第28回日本肝臓学会大会の会長を拝命しました四柳宏と申します。

日本肝臓学会は1996年4月に神戸市で行われた第4回からJDDWに参加しております。この時の会頭は私の大学の先輩である山中正己先生でした。私は、名越澄子先生とご一緒に、山中先生から当時の思い出を直接伺ったことがございます。そのような歴史と伝統ある本会を担当させていただくことを光栄に存じます。

ウイルス肝炎に関する治療は、1996年にはインターフェロン療法しかありませんでしたが、その後大きく進歩し、HCV、さらにはHBVの排除が視野に入る時代になりました。ウイルスを排除・制御した後の対応が現在の大きなテーマです。肝炎ウイルス以外の微生物の肝臓への作用・病態も話題になっています。

肝臓の最大の機能は糖質・脂質・蛋白質・薬物などの代謝です。糖尿病をはじめとする代謝性疾患、アルコール性肝障害などに合併する脂肪性肝疾患は、MASLDと呼ばれるようになりました。肝硬変・肝細胞癌の原因疾患もウイルス性肝疾患からMASLDに変わりつつあります。その時流に遅れずに診療を行うことを一つの目的に、2023年6月に行われた日本肝臓学会総会で奈良宣言が出されました。

◆ **作業内容**: 日本肝臓学会大会の会長挨拶である引用本文について、最後の文の後から続きを書き進めてください。 以下のデータは上の引用本文とは関係ありません。

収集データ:

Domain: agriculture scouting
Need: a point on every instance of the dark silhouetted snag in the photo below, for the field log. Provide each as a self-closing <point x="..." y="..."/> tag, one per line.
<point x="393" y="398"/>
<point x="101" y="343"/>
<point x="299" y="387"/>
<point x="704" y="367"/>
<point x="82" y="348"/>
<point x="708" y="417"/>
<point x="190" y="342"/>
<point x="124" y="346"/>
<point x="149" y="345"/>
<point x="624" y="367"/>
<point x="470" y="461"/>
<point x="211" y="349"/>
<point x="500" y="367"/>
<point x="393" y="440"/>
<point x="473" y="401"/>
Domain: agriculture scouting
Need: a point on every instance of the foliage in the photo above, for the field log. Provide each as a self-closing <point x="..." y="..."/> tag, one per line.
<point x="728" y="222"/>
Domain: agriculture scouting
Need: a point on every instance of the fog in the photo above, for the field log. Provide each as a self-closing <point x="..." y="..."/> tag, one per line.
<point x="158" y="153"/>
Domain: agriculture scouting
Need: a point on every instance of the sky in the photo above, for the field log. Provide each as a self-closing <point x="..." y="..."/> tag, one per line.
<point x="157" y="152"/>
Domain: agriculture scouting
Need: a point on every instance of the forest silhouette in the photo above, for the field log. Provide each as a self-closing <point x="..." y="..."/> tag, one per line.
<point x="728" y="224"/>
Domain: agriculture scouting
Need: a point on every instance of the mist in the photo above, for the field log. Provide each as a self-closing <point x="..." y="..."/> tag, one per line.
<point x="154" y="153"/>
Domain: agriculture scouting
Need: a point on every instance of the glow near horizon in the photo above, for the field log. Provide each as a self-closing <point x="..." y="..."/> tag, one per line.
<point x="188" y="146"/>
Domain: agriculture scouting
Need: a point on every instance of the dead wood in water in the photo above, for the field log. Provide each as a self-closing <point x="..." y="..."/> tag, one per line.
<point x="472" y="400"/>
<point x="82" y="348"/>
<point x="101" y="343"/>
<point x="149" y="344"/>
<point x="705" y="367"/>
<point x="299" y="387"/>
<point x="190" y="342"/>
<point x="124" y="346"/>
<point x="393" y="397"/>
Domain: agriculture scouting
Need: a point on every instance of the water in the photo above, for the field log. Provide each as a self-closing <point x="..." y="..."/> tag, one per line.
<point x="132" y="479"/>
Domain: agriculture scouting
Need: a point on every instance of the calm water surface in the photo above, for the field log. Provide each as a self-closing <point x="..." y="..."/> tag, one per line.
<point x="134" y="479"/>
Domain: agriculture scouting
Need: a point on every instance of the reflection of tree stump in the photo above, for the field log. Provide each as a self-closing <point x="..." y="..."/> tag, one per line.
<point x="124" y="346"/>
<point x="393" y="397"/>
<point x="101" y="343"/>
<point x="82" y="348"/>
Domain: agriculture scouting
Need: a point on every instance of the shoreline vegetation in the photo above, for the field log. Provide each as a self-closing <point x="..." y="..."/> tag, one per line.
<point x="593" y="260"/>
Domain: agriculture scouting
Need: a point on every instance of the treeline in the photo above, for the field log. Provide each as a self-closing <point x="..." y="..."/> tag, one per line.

◆ **期待される出力**:
以上のような肝疾患の変化を鑑み、第28回日本肝臓大会のテーマは、“肝臓学の新しい潮流”と致しました。臨床の大きなうねりは先に申し述べた通りですが、肝疾患・肝臓の研究も、遺伝子・細胞の時代から次世代シークエンサー、シングルセル、オルガノイドを使った多彩な研究、そこから得られたデータの重層的なマルチオミックス解析へと大きく変化してきています。消化器関連学会が以前から行ってきた人工知能の研究・臨床への応用も、学会の開催時にはさらに進んでいることと思います。

学会場で直接発表を聞き、議論すること、講演会場を離れて交流を深めることがやっと自由にできるようになりました。秋深まりゆく神戸に足をお運び頂き、肝臓学の新たな潮流を感じて頂ければと思います。皆様とお会いするのを楽しみにしております。